### Excerpt provided
Any brand of 'Collectivist' or 'National' or 'Communitarian' Philosophy where individual civil rights are seriously suppressed and/or marginalized is not a 'democratic-dialectic' philosophy that is paying any serious attention to the 'founding fathers' of The United States of America (Tom Paine, Thomas Jefferson...) and/or their French and English Enlightenment brethrin (Locke, Smith, Hume, Diderot, Voltaire, Montesque, etc.)
Regarding the essential importance of the Enlightenment philosophers and particularly the founders of The American Constitution, I fully agree with the Anti-Communitarians -- it is just that I shake my head every time that they take these massive negative generalizations and then villify Hegel as 'the ultimate architect of everthing that is bad in the world today' -- the ultimate bad philosopher behind a hundred thousand manipulating and contriving politicians today who supposedly all have the same ultimate goal which is the ultimate 'Hegelian goal' of 'Communitarianism'. Or so this is what they keep seeming to argue over and over again, ad nauseum in ttheir blogsite/website.
And they say they are 'living outside of the dialectic'.
As long as they are 'engaged with other people and philosophers who disagree with them, the Anti-Communitarians are living fully inside the dialectic -- not outside of it like a group of hermits who have no contact with the outside world. If they want to live 'outside of the dialectic', then they should give up their website/blogsite which of course they would not want to do anymore than I would -- thus, whether you like it or not, Ms. Raapani, you are 'dialectically engaged' (if not enraged) with me as we each espouse our particular differences in philosophy and opinion.

### Dataset rows
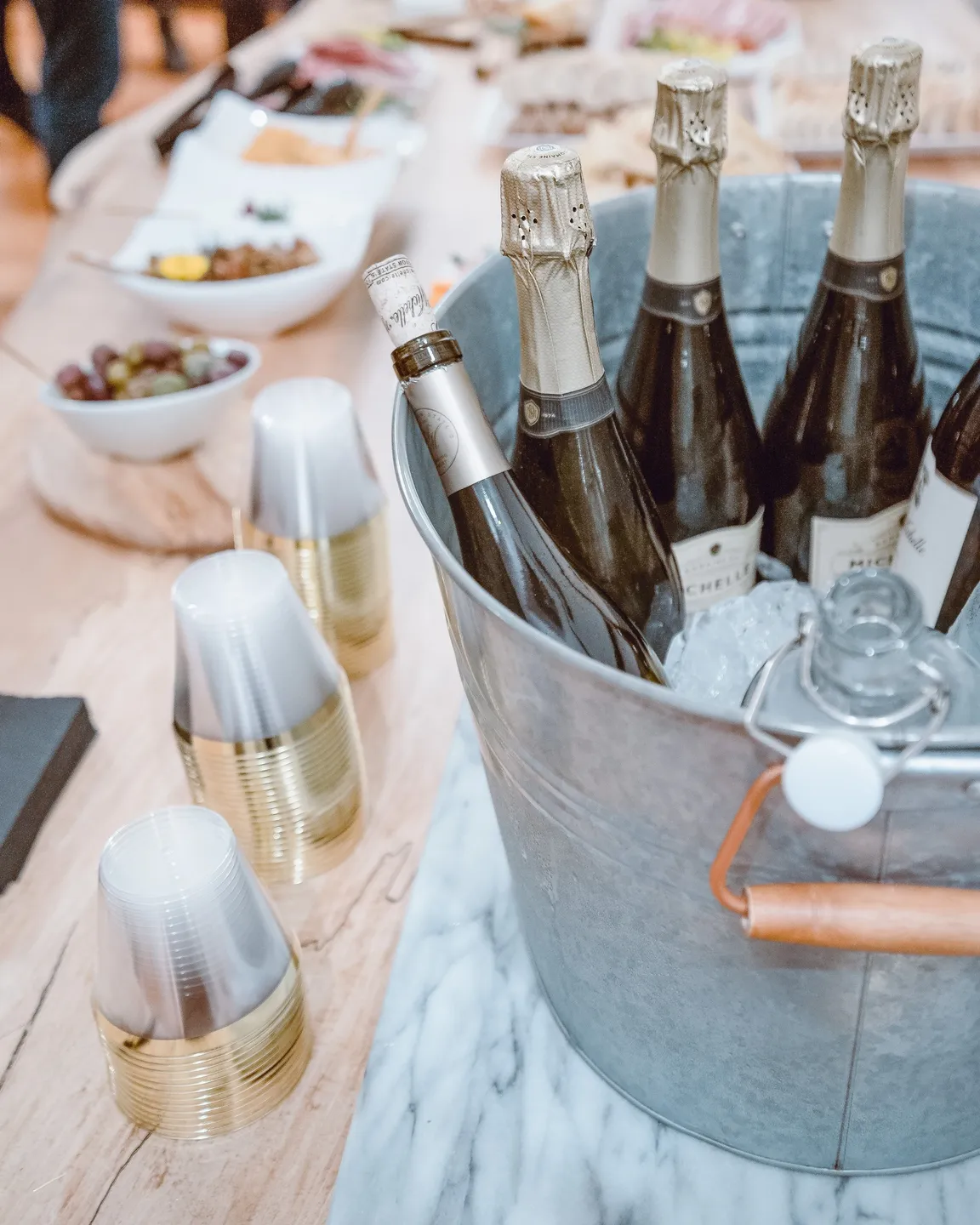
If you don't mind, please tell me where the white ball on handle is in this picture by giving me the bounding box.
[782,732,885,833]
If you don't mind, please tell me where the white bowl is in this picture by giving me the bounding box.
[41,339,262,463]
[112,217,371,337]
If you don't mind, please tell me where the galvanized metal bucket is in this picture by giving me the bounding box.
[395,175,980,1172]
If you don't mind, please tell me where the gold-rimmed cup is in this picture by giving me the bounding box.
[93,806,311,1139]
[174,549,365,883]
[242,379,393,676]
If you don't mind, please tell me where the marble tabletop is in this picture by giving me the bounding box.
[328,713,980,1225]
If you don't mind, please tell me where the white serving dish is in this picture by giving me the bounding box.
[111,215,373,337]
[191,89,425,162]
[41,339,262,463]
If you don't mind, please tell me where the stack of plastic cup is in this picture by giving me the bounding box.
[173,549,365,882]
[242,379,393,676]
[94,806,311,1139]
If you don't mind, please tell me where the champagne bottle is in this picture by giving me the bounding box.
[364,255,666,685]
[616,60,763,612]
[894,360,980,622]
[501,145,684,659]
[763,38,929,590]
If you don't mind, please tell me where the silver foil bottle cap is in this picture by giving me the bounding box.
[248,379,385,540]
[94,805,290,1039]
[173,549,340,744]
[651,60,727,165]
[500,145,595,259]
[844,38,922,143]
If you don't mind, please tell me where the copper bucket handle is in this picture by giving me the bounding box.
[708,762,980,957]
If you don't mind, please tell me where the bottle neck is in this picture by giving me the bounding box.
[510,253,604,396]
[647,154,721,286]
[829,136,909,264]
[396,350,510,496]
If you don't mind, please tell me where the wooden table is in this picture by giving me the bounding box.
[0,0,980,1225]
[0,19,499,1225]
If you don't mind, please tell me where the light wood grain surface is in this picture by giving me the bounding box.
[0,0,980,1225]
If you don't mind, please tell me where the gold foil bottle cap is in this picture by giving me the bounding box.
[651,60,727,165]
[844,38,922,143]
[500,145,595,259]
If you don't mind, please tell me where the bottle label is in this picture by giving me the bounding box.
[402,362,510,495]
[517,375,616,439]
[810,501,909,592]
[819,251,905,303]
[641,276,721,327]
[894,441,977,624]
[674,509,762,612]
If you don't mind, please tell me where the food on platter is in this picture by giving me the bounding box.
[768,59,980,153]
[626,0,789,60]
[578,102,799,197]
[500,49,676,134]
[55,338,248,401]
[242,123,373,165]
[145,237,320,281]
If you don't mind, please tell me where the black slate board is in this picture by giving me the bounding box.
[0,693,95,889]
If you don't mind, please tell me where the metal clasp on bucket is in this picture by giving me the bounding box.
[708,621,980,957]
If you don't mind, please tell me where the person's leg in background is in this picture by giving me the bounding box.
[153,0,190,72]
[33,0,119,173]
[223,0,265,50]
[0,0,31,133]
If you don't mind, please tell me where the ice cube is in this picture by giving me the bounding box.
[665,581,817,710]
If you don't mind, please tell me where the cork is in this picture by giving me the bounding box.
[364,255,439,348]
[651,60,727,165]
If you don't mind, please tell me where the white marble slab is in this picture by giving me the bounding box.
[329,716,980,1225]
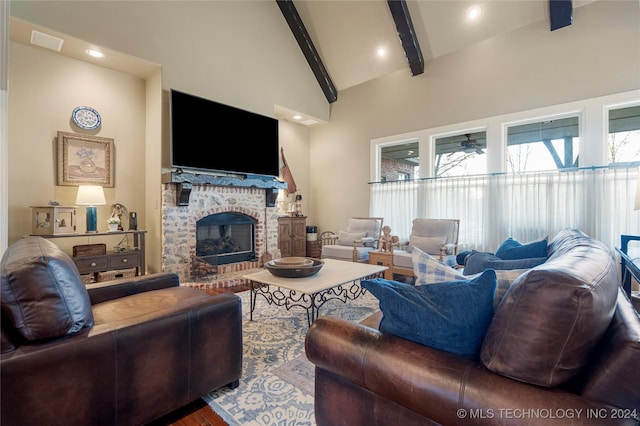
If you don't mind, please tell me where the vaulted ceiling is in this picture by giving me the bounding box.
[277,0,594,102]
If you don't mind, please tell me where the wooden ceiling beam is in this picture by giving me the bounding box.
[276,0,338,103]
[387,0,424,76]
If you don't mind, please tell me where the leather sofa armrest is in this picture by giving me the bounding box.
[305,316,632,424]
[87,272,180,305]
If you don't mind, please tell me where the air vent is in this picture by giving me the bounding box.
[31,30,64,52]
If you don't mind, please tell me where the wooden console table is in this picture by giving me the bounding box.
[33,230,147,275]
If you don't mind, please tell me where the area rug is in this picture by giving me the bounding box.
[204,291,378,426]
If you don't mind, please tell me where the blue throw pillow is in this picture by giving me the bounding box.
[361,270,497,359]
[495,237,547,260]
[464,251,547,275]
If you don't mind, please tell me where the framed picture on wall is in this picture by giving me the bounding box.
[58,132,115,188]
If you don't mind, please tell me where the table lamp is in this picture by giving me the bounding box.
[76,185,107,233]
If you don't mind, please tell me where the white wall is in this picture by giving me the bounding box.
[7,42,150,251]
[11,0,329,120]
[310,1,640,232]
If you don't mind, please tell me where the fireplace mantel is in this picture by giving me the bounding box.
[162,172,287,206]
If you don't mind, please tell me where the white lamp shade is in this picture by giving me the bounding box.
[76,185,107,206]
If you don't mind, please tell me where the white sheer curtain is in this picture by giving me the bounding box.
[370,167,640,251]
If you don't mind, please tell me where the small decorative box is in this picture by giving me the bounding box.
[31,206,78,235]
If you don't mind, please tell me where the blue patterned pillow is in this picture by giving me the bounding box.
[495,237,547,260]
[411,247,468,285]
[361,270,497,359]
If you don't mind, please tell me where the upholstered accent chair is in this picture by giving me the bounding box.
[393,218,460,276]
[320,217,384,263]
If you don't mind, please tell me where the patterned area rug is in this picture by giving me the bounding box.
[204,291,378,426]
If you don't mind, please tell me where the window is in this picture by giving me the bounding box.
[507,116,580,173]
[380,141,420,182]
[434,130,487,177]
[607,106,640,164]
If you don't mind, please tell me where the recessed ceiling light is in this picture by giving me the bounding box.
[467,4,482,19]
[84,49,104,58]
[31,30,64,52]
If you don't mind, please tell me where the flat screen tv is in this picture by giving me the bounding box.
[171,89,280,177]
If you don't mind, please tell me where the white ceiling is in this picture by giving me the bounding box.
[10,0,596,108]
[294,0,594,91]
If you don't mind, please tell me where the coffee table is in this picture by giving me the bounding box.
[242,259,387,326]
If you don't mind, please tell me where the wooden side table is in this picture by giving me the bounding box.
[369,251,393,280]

### Stated task A
From the passage on Hegel and the Anti-Communitarians, transcribe everything from "Regarding the essential" down to "in ttheir blogsite/website.".
### Stated task B
In the passage on Hegel and the Anti-Communitarians, what do the Anti-Communitarians claim about where they are living?

### Final answer A
Regarding the essential importance of the Enlightenment philosophers and particularly the founders of The American Constitution, I fully agree with the Anti-Communitarians -- it is just that I shake my head every time that they take these massive negative generalizations and then villify Hegel as 'the ultimate architect of everthing that is bad in the world today' -- the ultimate bad philosopher behind a hundred thousand manipulating and contriving politicians today who supposedly all have the same ultimate goal which is the ultimate 'Hegelian goal' of 'Communitarianism'. Or so this is what they keep seeming to argue over and over again, ad nauseum in ttheir blogsite/website.

### Final answer B
They say they are living outside of the dialectic.